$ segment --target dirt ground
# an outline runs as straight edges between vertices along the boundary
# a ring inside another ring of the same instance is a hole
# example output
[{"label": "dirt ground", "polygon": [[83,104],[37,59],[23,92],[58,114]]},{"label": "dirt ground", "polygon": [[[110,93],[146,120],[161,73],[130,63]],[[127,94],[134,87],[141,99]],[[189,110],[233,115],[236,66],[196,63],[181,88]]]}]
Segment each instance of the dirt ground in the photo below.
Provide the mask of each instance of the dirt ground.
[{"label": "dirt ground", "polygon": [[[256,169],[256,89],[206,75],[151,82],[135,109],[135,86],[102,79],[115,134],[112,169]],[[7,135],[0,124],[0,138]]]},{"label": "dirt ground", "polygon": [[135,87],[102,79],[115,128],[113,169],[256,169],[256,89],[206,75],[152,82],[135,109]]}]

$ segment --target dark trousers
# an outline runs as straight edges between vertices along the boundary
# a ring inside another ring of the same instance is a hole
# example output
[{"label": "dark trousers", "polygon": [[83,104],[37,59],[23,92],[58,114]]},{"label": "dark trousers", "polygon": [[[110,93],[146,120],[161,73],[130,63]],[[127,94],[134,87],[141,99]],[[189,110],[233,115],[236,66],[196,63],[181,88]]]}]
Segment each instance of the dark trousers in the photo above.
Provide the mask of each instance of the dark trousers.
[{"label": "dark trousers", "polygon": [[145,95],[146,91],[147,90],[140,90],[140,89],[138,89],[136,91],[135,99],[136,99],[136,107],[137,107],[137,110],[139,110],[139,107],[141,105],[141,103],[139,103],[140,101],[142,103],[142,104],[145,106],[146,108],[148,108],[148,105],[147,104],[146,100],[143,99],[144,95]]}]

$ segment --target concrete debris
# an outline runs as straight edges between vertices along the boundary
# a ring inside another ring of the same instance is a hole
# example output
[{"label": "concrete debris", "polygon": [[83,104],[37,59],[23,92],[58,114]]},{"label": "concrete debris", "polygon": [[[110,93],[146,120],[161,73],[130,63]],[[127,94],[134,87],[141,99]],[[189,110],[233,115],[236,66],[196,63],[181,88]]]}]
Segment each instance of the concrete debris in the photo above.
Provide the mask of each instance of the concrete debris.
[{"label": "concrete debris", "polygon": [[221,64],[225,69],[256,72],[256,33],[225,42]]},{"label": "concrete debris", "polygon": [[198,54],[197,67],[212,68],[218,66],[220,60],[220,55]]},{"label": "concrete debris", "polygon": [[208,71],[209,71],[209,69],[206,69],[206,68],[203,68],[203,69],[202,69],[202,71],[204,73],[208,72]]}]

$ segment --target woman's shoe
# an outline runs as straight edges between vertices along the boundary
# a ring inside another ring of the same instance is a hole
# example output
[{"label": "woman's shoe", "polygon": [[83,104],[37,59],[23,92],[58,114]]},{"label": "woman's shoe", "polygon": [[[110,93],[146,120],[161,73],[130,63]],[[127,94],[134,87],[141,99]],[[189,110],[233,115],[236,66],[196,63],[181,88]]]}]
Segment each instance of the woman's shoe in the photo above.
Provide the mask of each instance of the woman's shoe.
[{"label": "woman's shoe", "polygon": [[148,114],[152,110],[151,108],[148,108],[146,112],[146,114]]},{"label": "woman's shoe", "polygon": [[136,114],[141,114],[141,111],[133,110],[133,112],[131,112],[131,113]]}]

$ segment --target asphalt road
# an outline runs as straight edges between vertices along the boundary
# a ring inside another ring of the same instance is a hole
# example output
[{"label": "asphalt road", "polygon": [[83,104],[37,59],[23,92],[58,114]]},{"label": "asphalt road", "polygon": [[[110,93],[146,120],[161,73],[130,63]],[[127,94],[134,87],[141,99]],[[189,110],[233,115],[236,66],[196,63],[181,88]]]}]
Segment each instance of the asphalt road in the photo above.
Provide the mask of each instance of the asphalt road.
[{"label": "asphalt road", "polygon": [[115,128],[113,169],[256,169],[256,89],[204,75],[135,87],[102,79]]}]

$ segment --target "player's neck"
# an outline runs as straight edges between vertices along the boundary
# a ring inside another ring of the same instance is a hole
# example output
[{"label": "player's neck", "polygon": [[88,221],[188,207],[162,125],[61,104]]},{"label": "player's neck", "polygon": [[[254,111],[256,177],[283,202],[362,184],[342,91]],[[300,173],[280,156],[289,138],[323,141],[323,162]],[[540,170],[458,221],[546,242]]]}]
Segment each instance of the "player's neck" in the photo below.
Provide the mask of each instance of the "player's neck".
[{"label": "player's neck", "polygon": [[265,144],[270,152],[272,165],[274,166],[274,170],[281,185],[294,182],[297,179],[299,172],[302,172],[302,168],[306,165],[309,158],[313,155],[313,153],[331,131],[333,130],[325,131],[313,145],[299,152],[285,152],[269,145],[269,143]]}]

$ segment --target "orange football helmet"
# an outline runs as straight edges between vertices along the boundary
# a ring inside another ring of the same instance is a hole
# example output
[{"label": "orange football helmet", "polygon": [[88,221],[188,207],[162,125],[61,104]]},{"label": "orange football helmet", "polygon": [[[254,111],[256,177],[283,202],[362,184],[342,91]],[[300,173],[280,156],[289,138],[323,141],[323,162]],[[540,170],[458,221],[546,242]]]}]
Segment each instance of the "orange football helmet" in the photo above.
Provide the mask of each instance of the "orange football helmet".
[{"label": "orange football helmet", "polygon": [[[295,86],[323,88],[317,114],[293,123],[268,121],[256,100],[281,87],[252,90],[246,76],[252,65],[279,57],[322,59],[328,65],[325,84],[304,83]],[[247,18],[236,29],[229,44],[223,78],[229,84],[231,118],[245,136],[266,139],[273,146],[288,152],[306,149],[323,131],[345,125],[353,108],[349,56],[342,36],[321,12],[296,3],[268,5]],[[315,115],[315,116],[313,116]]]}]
________________________
> _Work to complete_
Print the whole listing again, exactly.

> _Response to the exercise_
$ segment --target dirt ground
# an outline runs as straight edges between vertices along the boundary
# a ring inside another ring of the same instance is a hole
# example output
[{"label": "dirt ground", "polygon": [[83,104],[37,59],[23,92],[58,114]]},{"label": "dirt ground", "polygon": [[[110,93],[146,120],[161,73],[130,63]],[[127,94],[134,87],[141,99]],[[189,110],[233,115],[236,66],[196,63],[181,88]]]}]
Segment each instance of the dirt ground in the photo below.
Provide the mask of each instance of the dirt ground.
[{"label": "dirt ground", "polygon": [[[256,169],[256,89],[206,75],[151,82],[135,109],[135,86],[102,79],[115,134],[112,169]],[[7,135],[0,124],[0,138]]]},{"label": "dirt ground", "polygon": [[135,87],[102,79],[115,128],[113,169],[256,169],[256,89],[206,75],[152,82],[135,109]]}]

$ segment --target dark trousers
# an outline runs as straight edges between vertices along the boundary
# a ring inside another ring of the same instance is a hole
# example output
[{"label": "dark trousers", "polygon": [[83,104],[37,59],[23,92],[58,114]]},{"label": "dark trousers", "polygon": [[[110,93],[146,120],[161,73],[130,63]],[[127,94],[134,87],[141,99]],[[189,110],[233,115],[236,66],[196,63],[181,88]]]}]
Segment each instance of the dark trousers in the photo above.
Provide the mask of each instance of the dark trousers.
[{"label": "dark trousers", "polygon": [[145,95],[146,91],[147,90],[140,90],[140,89],[138,89],[136,91],[135,99],[136,99],[136,107],[137,107],[137,110],[139,110],[139,107],[141,105],[141,103],[139,103],[140,101],[142,103],[142,104],[145,106],[146,108],[148,108],[148,105],[147,104],[146,100],[143,99],[144,95]]}]

$ segment --target concrete debris
# an outline runs as straight edges between vertices along the boundary
# a ring inside another ring of the same instance is a hole
# example output
[{"label": "concrete debris", "polygon": [[83,104],[37,59],[23,92],[58,114]]},{"label": "concrete debris", "polygon": [[[110,93],[146,120],[161,73],[130,63]],[[127,94],[134,87],[141,99]],[[189,110],[233,115],[236,66],[196,63],[181,88]]]}]
Segment each instance of the concrete debris in the photo above.
Provide the mask of each instance of the concrete debris.
[{"label": "concrete debris", "polygon": [[221,64],[225,69],[256,72],[256,33],[225,42]]},{"label": "concrete debris", "polygon": [[198,54],[197,67],[212,68],[218,66],[220,60],[220,55]]},{"label": "concrete debris", "polygon": [[208,71],[209,71],[209,69],[206,69],[206,68],[203,68],[203,69],[202,69],[202,71],[204,73],[208,72]]}]

$ segment --target woman's shoe
# an outline runs as straight edges between vertices along the boundary
# a ring inside another ring of the same instance is a hole
# example output
[{"label": "woman's shoe", "polygon": [[83,104],[37,59],[23,92],[58,114]]},{"label": "woman's shoe", "polygon": [[[110,93],[146,120],[161,73],[130,63]],[[127,94],[134,87],[141,99]],[[189,110],[233,115],[236,66],[196,63],[181,88]]]}]
Segment each instance of the woman's shoe in the photo above.
Provide the mask of each instance of the woman's shoe.
[{"label": "woman's shoe", "polygon": [[148,114],[152,110],[151,108],[148,108],[146,112],[146,114]]},{"label": "woman's shoe", "polygon": [[136,114],[141,114],[141,111],[133,110],[133,112],[131,112],[131,113]]}]

$ segment --target asphalt road
# an outline runs as straight edges between vertices along the boundary
# a ring inside another ring of the same instance is a hole
# example output
[{"label": "asphalt road", "polygon": [[83,104],[37,59],[23,92],[58,114]]},{"label": "asphalt road", "polygon": [[[110,93],[146,120],[161,73],[130,63]],[[127,94],[134,87],[141,99]],[[189,110],[233,115],[236,66],[196,63],[181,88]]]}]
Segment each instance of the asphalt road in the photo above.
Provide the mask of each instance of the asphalt road.
[{"label": "asphalt road", "polygon": [[115,128],[113,169],[256,169],[256,89],[204,75],[135,87],[102,79]]}]

$ segment --target "player's neck"
# an outline runs as straight edges between vertices along the boundary
# a ring inside another ring of the same instance is a hole
# example output
[{"label": "player's neck", "polygon": [[88,221],[188,207],[162,125],[61,104]]},{"label": "player's neck", "polygon": [[[254,111],[256,177],[283,202],[362,184],[342,91]],[[300,173],[280,156],[289,138],[323,141],[323,162]],[[540,170],[458,221],[546,242]]]}]
Segment each instance of the "player's neck" in the photo below.
Provide the mask of each instance of the "player's neck".
[{"label": "player's neck", "polygon": [[265,144],[270,152],[272,165],[274,166],[274,170],[281,185],[294,182],[297,179],[299,172],[302,172],[302,168],[306,165],[309,158],[313,155],[313,153],[331,131],[333,130],[325,131],[313,145],[299,152],[285,152],[269,145],[269,143]]}]

$ segment --target "orange football helmet"
# an outline runs as straight edges between vertices along the boundary
# a ring inside another ring of the same instance is a hole
# example output
[{"label": "orange football helmet", "polygon": [[88,221],[188,207],[162,125],[61,104]]},{"label": "orange football helmet", "polygon": [[[254,111],[256,177],[283,202],[362,184],[342,91]],[[300,173],[280,156],[289,138],[323,141],[323,162]],[[540,170],[458,221],[546,242]]]}]
Segment each instance of the "orange football helmet" in the photo above.
Provide the mask of each instance of the "orange football helmet".
[{"label": "orange football helmet", "polygon": [[[295,86],[323,88],[317,114],[293,123],[268,121],[256,100],[281,87],[252,90],[246,76],[252,65],[279,57],[322,59],[328,65],[325,84],[304,83]],[[247,18],[236,29],[229,44],[223,78],[229,84],[231,118],[245,136],[266,139],[273,146],[288,152],[306,149],[323,131],[345,125],[353,108],[349,56],[342,36],[321,12],[296,3],[268,5]],[[315,115],[315,116],[313,116]]]}]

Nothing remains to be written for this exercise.